WHAT THE EXERCISE ASKS
Please rewrite the records below, changing "innermost" to "most central" wherever it occurs and keeping everything else the same. Leave the pictures out of your answer.
-- start DATASET EXTRACT --
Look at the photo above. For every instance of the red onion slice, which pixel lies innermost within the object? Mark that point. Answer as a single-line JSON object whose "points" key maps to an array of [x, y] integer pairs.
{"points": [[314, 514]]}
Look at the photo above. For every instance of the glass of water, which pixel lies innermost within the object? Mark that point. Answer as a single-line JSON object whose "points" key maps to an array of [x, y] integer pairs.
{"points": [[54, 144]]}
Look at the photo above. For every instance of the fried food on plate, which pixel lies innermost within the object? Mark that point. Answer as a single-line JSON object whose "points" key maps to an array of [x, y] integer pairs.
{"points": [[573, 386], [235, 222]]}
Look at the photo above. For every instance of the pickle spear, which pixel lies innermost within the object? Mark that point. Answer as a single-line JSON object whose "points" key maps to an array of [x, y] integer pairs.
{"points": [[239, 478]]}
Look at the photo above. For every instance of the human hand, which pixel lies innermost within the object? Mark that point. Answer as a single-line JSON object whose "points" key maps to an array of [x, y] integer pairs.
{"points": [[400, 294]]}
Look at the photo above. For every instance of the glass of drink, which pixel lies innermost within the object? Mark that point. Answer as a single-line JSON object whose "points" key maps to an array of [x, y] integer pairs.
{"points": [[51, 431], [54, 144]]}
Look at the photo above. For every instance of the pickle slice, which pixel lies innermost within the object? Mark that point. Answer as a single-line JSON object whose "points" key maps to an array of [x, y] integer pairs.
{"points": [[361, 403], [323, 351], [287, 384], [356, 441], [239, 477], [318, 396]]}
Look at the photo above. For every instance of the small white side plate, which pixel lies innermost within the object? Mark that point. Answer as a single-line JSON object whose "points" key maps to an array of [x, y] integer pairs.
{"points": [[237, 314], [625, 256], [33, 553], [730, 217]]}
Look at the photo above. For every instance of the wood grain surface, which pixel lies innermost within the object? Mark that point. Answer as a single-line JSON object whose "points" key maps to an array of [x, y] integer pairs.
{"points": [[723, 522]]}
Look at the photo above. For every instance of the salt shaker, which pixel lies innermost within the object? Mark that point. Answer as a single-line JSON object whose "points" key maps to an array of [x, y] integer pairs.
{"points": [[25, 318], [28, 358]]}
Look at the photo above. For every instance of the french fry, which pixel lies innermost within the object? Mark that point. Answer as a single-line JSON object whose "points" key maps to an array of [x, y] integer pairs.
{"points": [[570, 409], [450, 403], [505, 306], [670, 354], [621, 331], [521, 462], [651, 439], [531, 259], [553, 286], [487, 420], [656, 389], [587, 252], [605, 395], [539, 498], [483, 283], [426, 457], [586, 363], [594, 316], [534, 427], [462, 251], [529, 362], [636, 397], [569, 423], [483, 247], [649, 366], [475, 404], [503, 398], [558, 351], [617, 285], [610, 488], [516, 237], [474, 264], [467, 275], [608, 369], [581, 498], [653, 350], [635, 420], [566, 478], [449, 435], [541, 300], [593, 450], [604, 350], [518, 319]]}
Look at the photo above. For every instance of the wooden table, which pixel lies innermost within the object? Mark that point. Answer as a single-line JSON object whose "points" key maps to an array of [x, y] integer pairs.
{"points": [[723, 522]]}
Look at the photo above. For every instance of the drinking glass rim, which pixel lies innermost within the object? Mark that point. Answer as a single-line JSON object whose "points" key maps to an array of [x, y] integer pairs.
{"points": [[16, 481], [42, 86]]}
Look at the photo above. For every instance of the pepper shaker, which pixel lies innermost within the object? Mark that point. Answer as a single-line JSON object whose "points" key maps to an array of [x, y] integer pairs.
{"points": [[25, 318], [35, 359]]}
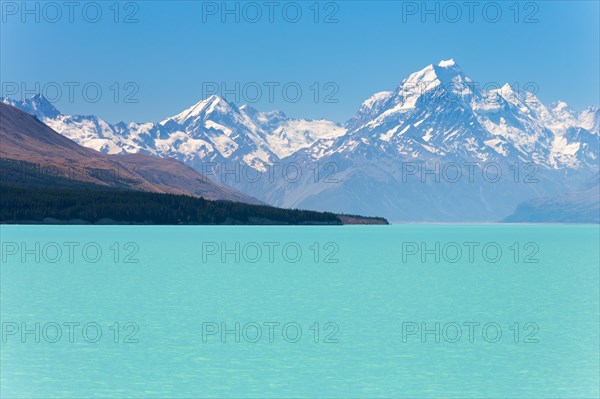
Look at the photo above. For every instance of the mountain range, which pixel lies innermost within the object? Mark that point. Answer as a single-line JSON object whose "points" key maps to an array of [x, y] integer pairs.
-- end DATASET EXTRACT --
RESPONSE TO THIS TASK
Look at the photo above. For every instance of the red onion slice, which pixel lies most central within the object? Mark that point. Answer as a single-line JSON object whose "points" key maps to an array of [x, y] integer pairs.
{"points": [[314, 514]]}
Look at the photo above. For every instance of the glass of water, which pixel lies most central within the object? Mark that point. Answer as a single-line JSON object whose "points" key maps to an array of [x, y] integer pairs.
{"points": [[54, 144]]}
Look at the photo above. For every instance of the fried food on plate, which pixel lies most central within the object? Mark that point. Answer as a single-line JSON object whose "points" key maps to an array of [x, y] integer pairs.
{"points": [[573, 386], [235, 222]]}
Look at the photo above. For every instance of the pickle spear, which pixel lies most central within the object? Mark that point. Answer as a single-line JSON object whose "points" key maps to an array of [x, y] integer pairs.
{"points": [[239, 478]]}
Look at the photo above. For every instance of the human hand, which pixel lies most central within the object? Mark that point. Answer as a single-line JSON object whose "points" key maps to an array of [x, y] integer pairs.
{"points": [[400, 294]]}
Look at the photo above. For every instance of the glass of drink, which pixel lies most central within the object? Mark that point. Answer as a single-line JSON object whose "points" key maps to an array of [x, y] integer pairs.
{"points": [[51, 431], [54, 144]]}
Look at the photo above. For every instance of the pickle slice, which pixel lies most central within the object? Mark that point. Answer as a single-line JSON object whose "points" key maps to an array of [x, y] integer pairs.
{"points": [[361, 403], [323, 351], [287, 384], [356, 441], [239, 477], [318, 396]]}
Look at the photo above. For every instance of the small white side plate, which pixel lies most central within the object? Mark that point. Answer as a single-line JSON object whose "points" key maps to an array of [x, y] integer pairs.
{"points": [[237, 314], [625, 256], [33, 553], [730, 217]]}
Look at the photo above. For every instance of the wood grain surface, which pixel lies most central within the object? Mark that point. Answer as a single-line JSON object whose "points" key maps to an array of [x, y] integer pairs.
{"points": [[723, 522]]}
Look at the photo above. For every instance of the salt shaker, which pixel lies most central within the object? Mark that point. Answer as a single-line JSON object whose "points" key maps to an array of [x, y] integer pairs.
{"points": [[25, 318], [28, 358]]}
Look at the photo above. For every instance of the french fry, which pixel lies most central within the object? Mark that point. Answer as a single-line JSON object whose "points" key maps to an array of [x, y] integer pairs.
{"points": [[570, 409], [450, 403], [505, 306], [670, 354], [621, 331], [521, 462], [651, 439], [531, 259], [553, 286], [487, 420], [656, 389], [587, 252], [605, 395], [539, 498], [483, 283], [426, 457], [586, 363], [594, 316], [534, 427], [462, 251], [529, 362], [636, 397], [569, 423], [483, 247], [649, 366], [475, 404], [503, 398], [558, 351], [617, 285], [610, 488], [516, 237], [474, 264], [467, 275], [608, 369], [581, 498], [653, 350], [635, 420], [566, 478], [449, 435], [541, 300], [593, 450], [604, 350], [518, 319]]}
Look at the photo above. For every instance of the wooden table, which pixel lies most central within the object? Mark that point. Answer as a single-line JSON object whose "points" key maps to an array of [x, y] integer pairs.
{"points": [[723, 522]]}
Look at the photo above. For every instance of the drinking glass rim, which pixel lies most central within the object? Mark that point. Answer as a single-line JSON object whose "points" key maps to an array of [x, y] integer pairs.
{"points": [[16, 481], [42, 86]]}
Look at the photo above. For every instance of the pepper shaker, which pixel lies most central within the object? Mark that point. Answer as a single-line JSON object whose "points" key maps to an array of [x, y] integer pairs.
{"points": [[25, 318], [35, 359]]}
Look at the photo above. For every instance of the mountain range, which pixel lies most central within the object? Mark that point. Answer as a single-line JSON object whose "points" key maps to an array of [x, y] integer pairs.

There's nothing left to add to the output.